(Saved entries)
************

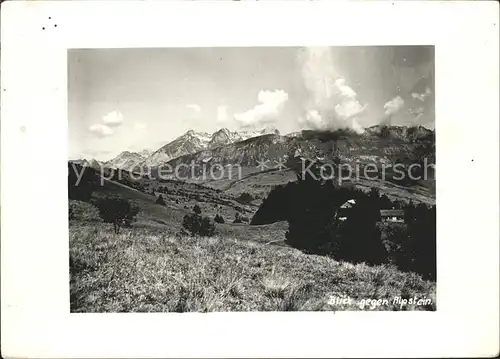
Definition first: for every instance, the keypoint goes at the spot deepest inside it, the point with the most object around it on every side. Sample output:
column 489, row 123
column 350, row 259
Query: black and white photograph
column 263, row 179
column 223, row 179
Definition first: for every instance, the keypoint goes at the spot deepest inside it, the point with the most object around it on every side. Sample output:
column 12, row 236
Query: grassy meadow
column 145, row 269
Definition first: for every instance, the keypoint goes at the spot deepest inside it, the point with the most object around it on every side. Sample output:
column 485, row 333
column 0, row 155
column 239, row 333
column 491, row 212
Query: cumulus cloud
column 269, row 107
column 101, row 130
column 331, row 102
column 394, row 105
column 193, row 107
column 113, row 119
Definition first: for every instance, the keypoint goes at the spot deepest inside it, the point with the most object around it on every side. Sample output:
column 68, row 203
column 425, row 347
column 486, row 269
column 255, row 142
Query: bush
column 197, row 225
column 218, row 219
column 360, row 239
column 160, row 200
column 118, row 211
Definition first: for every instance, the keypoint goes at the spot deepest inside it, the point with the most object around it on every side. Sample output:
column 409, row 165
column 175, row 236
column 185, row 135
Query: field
column 151, row 267
column 145, row 270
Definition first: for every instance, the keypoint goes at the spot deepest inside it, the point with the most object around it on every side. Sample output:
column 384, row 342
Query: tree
column 218, row 218
column 245, row 198
column 237, row 218
column 81, row 182
column 118, row 211
column 360, row 238
column 160, row 200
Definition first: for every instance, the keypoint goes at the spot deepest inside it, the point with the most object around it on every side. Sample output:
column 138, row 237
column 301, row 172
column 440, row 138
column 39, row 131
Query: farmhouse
column 392, row 215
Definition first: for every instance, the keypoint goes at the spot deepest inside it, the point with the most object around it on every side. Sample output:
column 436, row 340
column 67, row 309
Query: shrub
column 360, row 238
column 196, row 225
column 160, row 200
column 245, row 198
column 218, row 219
column 118, row 211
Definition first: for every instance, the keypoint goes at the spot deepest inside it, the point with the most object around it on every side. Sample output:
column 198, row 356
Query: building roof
column 391, row 212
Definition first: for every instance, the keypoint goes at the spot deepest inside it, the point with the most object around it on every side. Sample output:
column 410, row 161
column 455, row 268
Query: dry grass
column 145, row 270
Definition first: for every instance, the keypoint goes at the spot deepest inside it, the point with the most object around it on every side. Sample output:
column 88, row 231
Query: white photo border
column 36, row 320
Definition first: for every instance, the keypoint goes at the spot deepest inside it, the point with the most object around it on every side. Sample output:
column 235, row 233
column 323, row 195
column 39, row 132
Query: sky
column 136, row 99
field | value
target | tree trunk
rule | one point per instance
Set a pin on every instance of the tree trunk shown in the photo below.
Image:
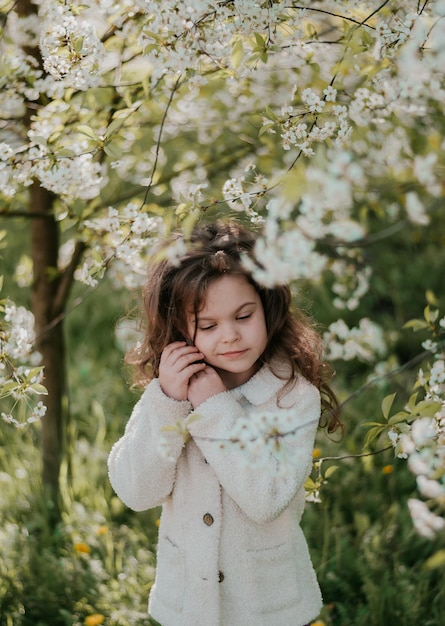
(50, 338)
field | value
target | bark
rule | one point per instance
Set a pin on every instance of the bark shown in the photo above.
(50, 338)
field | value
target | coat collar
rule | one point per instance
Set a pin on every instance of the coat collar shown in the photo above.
(262, 386)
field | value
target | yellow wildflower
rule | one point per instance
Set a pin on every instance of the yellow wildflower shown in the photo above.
(94, 620)
(82, 547)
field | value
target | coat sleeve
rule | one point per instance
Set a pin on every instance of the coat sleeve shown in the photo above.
(257, 480)
(141, 476)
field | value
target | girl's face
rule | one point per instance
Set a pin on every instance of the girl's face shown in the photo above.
(230, 329)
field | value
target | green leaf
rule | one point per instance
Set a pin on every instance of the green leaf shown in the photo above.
(401, 416)
(259, 41)
(431, 298)
(427, 408)
(330, 471)
(265, 128)
(387, 403)
(430, 316)
(39, 389)
(372, 434)
(237, 53)
(436, 560)
(115, 125)
(88, 131)
(416, 325)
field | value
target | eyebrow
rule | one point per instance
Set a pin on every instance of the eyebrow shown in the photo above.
(237, 310)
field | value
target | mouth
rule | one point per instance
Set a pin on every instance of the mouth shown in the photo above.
(234, 354)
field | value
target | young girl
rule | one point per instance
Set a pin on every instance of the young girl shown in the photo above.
(220, 347)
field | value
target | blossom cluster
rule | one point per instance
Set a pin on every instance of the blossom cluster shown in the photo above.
(20, 375)
(126, 237)
(263, 436)
(364, 342)
(418, 434)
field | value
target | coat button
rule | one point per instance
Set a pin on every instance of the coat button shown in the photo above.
(208, 519)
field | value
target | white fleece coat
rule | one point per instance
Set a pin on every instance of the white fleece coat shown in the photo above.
(230, 550)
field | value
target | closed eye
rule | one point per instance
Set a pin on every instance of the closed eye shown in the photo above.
(209, 327)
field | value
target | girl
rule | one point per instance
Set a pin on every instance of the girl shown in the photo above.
(218, 347)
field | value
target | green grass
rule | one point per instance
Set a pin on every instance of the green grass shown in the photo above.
(100, 559)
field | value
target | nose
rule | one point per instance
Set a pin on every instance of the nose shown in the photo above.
(229, 333)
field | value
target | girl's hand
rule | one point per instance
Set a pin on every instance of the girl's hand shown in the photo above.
(203, 385)
(179, 362)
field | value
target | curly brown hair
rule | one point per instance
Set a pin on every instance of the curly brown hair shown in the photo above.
(174, 287)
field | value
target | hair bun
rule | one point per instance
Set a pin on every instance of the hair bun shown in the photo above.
(220, 261)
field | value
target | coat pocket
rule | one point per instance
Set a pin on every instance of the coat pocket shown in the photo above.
(170, 575)
(273, 579)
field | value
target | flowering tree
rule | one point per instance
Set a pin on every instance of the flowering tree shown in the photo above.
(320, 122)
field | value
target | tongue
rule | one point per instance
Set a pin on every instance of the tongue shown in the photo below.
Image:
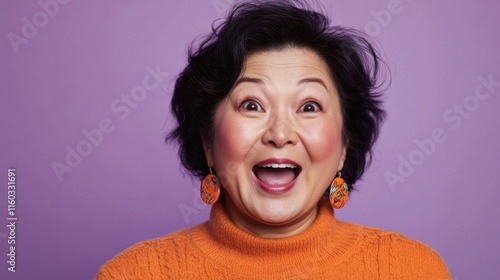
(275, 176)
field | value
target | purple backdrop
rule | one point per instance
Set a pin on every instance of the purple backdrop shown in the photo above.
(85, 93)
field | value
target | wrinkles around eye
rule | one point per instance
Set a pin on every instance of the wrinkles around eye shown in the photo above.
(251, 105)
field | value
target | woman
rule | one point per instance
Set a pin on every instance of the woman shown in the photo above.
(277, 114)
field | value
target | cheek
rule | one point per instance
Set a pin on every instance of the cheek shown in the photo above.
(232, 143)
(325, 142)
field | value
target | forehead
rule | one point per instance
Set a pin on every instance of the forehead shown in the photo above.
(290, 60)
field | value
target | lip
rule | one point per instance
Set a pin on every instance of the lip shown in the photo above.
(277, 189)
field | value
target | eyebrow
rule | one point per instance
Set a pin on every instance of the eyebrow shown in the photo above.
(313, 80)
(260, 82)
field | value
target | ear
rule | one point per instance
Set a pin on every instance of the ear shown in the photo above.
(342, 157)
(206, 140)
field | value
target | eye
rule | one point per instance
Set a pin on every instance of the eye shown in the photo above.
(251, 105)
(310, 106)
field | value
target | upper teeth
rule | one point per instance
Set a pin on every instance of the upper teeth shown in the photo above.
(277, 165)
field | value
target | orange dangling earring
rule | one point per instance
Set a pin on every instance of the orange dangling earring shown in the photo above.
(339, 192)
(210, 188)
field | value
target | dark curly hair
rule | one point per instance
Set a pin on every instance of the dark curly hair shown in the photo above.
(251, 27)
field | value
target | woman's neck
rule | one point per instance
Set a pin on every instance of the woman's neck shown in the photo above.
(268, 230)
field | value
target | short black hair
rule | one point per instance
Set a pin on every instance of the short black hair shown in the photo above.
(216, 63)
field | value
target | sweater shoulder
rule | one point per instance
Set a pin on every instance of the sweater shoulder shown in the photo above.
(156, 257)
(403, 257)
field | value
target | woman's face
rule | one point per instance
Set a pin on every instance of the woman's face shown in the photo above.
(277, 141)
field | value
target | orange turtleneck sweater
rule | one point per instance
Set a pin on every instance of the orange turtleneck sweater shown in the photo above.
(328, 249)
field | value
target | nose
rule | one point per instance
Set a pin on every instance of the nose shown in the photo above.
(280, 132)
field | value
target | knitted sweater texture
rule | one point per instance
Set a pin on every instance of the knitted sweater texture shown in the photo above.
(328, 249)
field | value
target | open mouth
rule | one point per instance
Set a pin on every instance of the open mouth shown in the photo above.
(276, 174)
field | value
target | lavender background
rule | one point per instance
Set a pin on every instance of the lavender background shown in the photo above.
(70, 73)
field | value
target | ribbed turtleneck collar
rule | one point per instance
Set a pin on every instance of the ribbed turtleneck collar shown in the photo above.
(324, 242)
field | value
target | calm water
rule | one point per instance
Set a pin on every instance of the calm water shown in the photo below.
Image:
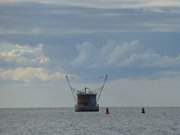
(63, 121)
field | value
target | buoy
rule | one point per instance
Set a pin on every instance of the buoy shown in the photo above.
(107, 110)
(143, 110)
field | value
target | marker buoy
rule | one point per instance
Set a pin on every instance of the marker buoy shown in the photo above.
(107, 110)
(143, 110)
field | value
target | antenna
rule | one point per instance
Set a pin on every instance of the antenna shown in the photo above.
(99, 90)
(73, 90)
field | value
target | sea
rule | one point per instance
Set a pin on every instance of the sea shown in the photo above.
(64, 121)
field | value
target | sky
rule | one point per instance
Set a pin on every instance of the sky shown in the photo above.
(135, 42)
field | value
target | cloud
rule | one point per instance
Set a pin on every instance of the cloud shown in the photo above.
(107, 3)
(30, 73)
(23, 54)
(123, 54)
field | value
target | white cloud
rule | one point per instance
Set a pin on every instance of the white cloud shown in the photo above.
(22, 54)
(124, 54)
(30, 73)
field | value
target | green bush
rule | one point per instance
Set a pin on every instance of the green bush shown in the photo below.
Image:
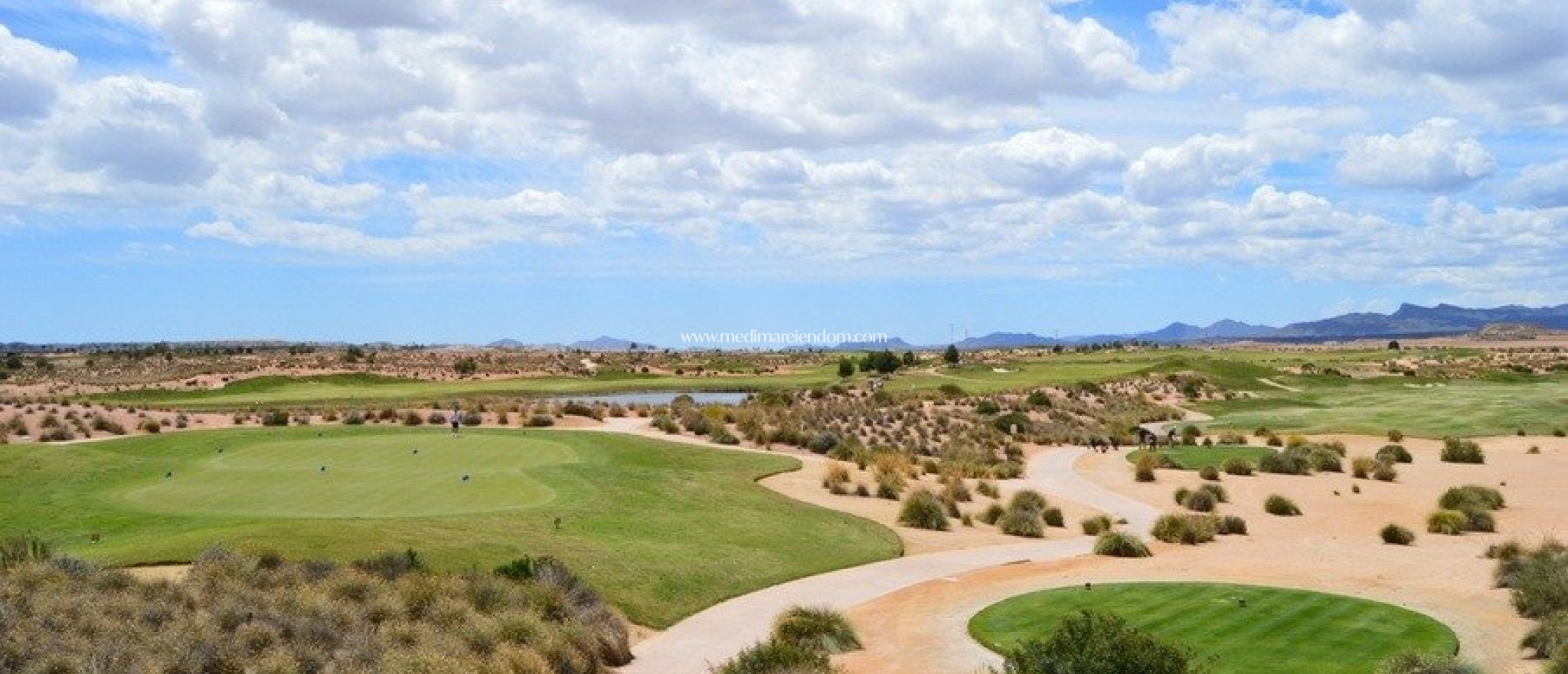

************

Aim of the task – Using the data above, show each line where "trunk" occurs.

Solution for this exercise –
target | tree trunk
Set a pin on every instance of the tree trunk shown in the photo below.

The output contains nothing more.